Documento
------------

Acórdão nº 593/14.5BELRS de Tribunal Central Administrativo Sul, 2022-04-07

Data de Julgamento07 Abril 2022
Ano2022
Número Acordão593/14.5BELRS
ÓrgãoTribunal Central Administrativo Sul
ACORDAM EM CONFERÊNCIA NA 2ª SUBSECÇÃO DO CONTENCIOSO TRIBUTÁRIO DO TRIBUNAL CENTRAL ADMINISTRATIVO SUL

I – RELATÓRIO

Vem a AT-Autoridade Tributária e Aduaneira interpor recurso jurisdicional da sentença proferida pelo Tribunal Tributário de Lisboa, que julgou procedente a oposição à execução deduzida por F..... contra a decisão de reversão proferida no processo de execução fiscal nº 157…… e apensos, instaurado originariamente contra a sociedade “P....., Lda.,”, por dívidas tributárias de IMI, IRS (retenções na fonte) e IVA do exercício de 2012 no montante total de € 3.030,03.

A Recorrente apresenta recurso contra a decisão proferida pelo tribunal a quo, tendo nas suas alegações formulado conclusões nos seguintes termos:

“I) Com a ressalva da devida vénia e também por melhor entendimento, não pode a Fazenda Pública conformar-se com o assim doutamente decidido, porquanto, considera existir erro de julgamento quanto à matéria de facto e de direito; errando o douto Tribunal a quo quanto à aplicação do disposto nos art.°s 23° e 24, todos da LGT; bem como quanto ao disposto no art.º 204° do CPPT; art. 153° do CPPT, 64.º, 259º e 260.° todos do CSC.

II) Decidiu a douta Sentença a quo pela procedência da oposição por considerar que a AT não cumpriu o ónus da prova que o artigo 24° da LGT lhe impõe, ao não carrear para os autos elementos de prova suficientes para concluir pelo exercício da gerência efetiva da devedora originária por banda da Oponente.

III) No entanto, resulta dos autos que:
· “A Opoente assinou, enquanto representante da sociedade referida em l, em 27/10/2008, escritura pública através da qual foi constituída hipoteca de um prédio da sociedade referida em 1. para garantia de dívidas desta última— cfr. doc. junto a fls. 137 a 142 dos presentes autos.
· A Opoente assinou, enquanto representante da sociedade referida em l, em 28/09/2012, escritura pública através da qual foi celebrado contrato de dação em cumprimento de prédios da sociedade referida em 1. para pagamento de dívidas desta última— cfr. doc. junto a fls. 144 a 154 dos presentes autos.

------------

Enunciado 1
Localize nos registos abaixo todas as linhas que contêm a palavra "roof" e copie-as. Maiúsculas e minúsculas contam.

------------

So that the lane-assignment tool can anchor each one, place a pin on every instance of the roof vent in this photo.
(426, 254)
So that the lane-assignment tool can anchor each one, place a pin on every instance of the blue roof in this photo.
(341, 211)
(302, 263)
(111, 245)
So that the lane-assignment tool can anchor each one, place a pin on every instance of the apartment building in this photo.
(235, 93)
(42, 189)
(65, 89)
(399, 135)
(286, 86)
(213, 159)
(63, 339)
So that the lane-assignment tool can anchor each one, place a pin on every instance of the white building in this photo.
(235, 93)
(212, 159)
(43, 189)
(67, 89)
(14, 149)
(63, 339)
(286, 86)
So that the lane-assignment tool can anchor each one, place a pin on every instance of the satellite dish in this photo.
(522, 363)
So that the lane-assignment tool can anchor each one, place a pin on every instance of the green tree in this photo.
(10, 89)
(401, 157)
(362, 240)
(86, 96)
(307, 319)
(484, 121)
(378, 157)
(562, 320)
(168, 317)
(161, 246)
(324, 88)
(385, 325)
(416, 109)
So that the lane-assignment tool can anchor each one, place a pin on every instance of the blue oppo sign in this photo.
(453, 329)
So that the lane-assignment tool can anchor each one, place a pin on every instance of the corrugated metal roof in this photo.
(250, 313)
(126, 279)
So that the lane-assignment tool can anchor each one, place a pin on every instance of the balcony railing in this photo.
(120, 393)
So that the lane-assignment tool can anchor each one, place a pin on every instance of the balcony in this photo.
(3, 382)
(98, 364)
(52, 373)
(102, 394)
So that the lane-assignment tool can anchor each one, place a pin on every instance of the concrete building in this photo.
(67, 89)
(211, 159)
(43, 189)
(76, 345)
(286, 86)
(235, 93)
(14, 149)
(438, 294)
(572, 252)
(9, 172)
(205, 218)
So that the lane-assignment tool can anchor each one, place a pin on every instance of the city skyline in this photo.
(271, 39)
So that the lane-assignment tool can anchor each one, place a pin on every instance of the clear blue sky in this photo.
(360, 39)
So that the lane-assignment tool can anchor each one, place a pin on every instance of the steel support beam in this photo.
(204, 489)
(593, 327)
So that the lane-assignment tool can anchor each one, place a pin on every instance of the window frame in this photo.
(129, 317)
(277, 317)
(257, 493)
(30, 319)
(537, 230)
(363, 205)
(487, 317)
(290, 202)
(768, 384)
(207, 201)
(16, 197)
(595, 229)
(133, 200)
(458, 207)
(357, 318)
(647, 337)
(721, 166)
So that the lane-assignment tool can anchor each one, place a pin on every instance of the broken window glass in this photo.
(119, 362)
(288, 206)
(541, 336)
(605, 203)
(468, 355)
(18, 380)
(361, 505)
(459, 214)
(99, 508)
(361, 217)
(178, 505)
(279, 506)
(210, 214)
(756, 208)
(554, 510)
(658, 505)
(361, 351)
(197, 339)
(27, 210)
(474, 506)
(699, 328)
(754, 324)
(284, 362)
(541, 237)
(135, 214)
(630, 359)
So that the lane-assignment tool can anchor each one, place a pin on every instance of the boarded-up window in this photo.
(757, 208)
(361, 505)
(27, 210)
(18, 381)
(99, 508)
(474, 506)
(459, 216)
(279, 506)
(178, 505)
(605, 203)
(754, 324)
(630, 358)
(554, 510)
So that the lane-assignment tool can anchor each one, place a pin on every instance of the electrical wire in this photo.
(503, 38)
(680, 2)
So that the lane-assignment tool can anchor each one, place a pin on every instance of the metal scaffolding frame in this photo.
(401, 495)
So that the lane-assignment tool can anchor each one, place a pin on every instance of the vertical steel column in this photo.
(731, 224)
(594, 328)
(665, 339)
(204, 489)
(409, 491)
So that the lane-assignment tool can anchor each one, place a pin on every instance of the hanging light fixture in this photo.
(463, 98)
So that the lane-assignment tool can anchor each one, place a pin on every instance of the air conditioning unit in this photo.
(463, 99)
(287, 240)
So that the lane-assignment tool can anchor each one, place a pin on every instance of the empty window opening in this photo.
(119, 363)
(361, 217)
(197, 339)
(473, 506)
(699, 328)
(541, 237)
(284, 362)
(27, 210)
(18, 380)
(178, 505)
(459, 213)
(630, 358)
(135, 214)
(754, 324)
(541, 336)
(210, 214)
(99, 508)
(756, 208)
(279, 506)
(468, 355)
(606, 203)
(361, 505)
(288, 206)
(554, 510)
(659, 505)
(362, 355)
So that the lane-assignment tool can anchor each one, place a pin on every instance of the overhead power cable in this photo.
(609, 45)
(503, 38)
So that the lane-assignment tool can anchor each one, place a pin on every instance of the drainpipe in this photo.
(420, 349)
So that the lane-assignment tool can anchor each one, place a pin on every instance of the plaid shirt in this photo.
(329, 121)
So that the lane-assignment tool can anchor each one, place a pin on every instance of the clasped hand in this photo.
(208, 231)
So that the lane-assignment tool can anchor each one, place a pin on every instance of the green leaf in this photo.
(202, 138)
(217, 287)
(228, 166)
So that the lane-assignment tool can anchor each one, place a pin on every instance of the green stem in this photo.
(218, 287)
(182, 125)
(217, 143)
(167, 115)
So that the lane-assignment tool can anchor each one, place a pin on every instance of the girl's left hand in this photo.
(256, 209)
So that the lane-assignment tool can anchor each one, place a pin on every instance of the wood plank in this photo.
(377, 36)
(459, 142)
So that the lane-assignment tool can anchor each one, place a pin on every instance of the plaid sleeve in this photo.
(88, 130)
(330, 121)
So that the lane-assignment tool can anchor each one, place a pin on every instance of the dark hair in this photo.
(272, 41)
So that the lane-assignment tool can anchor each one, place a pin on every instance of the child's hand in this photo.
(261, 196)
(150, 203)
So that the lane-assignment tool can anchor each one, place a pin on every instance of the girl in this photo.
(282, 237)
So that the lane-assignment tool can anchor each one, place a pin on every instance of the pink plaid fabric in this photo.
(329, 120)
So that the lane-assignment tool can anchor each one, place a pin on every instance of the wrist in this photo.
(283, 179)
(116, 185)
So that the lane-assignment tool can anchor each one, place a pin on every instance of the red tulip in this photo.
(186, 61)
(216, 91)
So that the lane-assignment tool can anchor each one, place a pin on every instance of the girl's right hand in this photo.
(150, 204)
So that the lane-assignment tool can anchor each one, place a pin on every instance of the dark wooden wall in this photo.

------------

Enunciado 2
Retome o acórdão sobre a oposição à reversão na execução fiscal, escrevendo a partir da última frase apresentada.

Resultado esperado 1
So that the lane-assignment tool can anchor each one, place a pin on every instance of the roof vent in this photo.
So that the lane-assignment tool can anchor each one, place a pin on every instance of the blue roof in this photo.
So that the lane-assignment tool can anchor each one, place a pin on every instance of the corrugated metal roof in this photo.

Resultado esperado 2
· A Opoente assinou, enquanto representante da sociedade referida em 1, contratos de abertura de contas bancárias em nome desta última— cfr. doc. junto a fls. 155 e 156 dos presentes autos.
· A Opoente assinou, enquanto representante da sociedade referida em I, em 30/12/1998, escritura pública através da qual foi constituída propriedade horizontal num prédio da sociedade referida em 1. — cfr. doc. junto a fis. 157 a 165 dos presentes autos.”

IV) Tudo conforme se mostra expresso nos pontos 25 a 28 do probatório.

V) O artigo 24° da LGT exige a gerência de facto para que possa operar-se a reversão, e, é pacífico na doutrina e na jurisprudência que aquela gerência de facto não se presume pela gerência de direito, sendo que, como a Lei não define no que consiste a gerência, têm a doutrina e a jurisprudência referido que, como tal, se deve considerar aquela em que os gerentes/administradores praticam atos de disposição ou de administração, de acordo com o objeto social da sociedade, em nome e em representação desta, vinculando-a perante terceiros, atento os contornos normativos que dela é feita nos artigos 252°, 259°, 260°, 408° e 409° do CSC [veja-se o Acórdão do Tribunal Central Administrativo Sul no processo 06732/13 de 31-10-2013].

VI) Assim, é gerente/administrador aquele(s) que exterioriza a vontade das sociedades nos seus negócios jurídicos, através dos quais se manifesta a sua capacidade de exercício de direitos, praticando atos que traduzem tarefas de fiscalização, aprovação de contratos, pagamentos, assinaturas de diversos documentos que vinculem a sociedade, perante clientes, fornecedores, bancos, Estado, trabalhadores.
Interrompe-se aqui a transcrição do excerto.